**Aim of the exercise:**
Collect every line below that contains the word "smartphone" and copy each one in full.

**Supplied information:**
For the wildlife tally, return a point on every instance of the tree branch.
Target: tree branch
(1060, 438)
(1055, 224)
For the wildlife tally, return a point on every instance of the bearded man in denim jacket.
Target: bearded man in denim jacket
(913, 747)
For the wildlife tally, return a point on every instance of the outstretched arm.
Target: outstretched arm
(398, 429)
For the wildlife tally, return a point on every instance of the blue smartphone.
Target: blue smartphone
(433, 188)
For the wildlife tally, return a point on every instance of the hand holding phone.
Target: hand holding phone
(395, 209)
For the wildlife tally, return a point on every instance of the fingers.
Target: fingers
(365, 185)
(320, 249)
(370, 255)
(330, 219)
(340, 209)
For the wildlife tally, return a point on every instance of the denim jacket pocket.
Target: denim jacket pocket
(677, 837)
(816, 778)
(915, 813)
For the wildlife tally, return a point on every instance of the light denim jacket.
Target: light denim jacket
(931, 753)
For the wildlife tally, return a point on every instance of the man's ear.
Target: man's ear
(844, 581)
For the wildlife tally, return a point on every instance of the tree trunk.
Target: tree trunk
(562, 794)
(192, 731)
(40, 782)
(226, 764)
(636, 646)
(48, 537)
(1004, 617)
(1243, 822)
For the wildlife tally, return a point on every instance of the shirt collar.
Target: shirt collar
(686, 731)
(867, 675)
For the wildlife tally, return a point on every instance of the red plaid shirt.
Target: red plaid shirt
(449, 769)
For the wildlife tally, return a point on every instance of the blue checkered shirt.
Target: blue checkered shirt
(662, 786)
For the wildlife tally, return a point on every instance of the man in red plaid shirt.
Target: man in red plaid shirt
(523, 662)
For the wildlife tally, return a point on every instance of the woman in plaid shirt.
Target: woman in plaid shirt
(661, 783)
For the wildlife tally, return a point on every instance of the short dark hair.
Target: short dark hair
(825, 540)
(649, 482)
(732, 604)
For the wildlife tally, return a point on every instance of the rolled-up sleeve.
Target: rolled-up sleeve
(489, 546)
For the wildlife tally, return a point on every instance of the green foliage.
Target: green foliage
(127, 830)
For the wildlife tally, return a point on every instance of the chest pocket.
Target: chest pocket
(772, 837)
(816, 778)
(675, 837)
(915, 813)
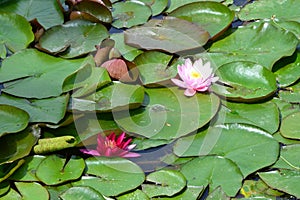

**Exercise response:**
For the wildlife tally, return a point on every instance of the blue smartphone.
Target: blue smartphone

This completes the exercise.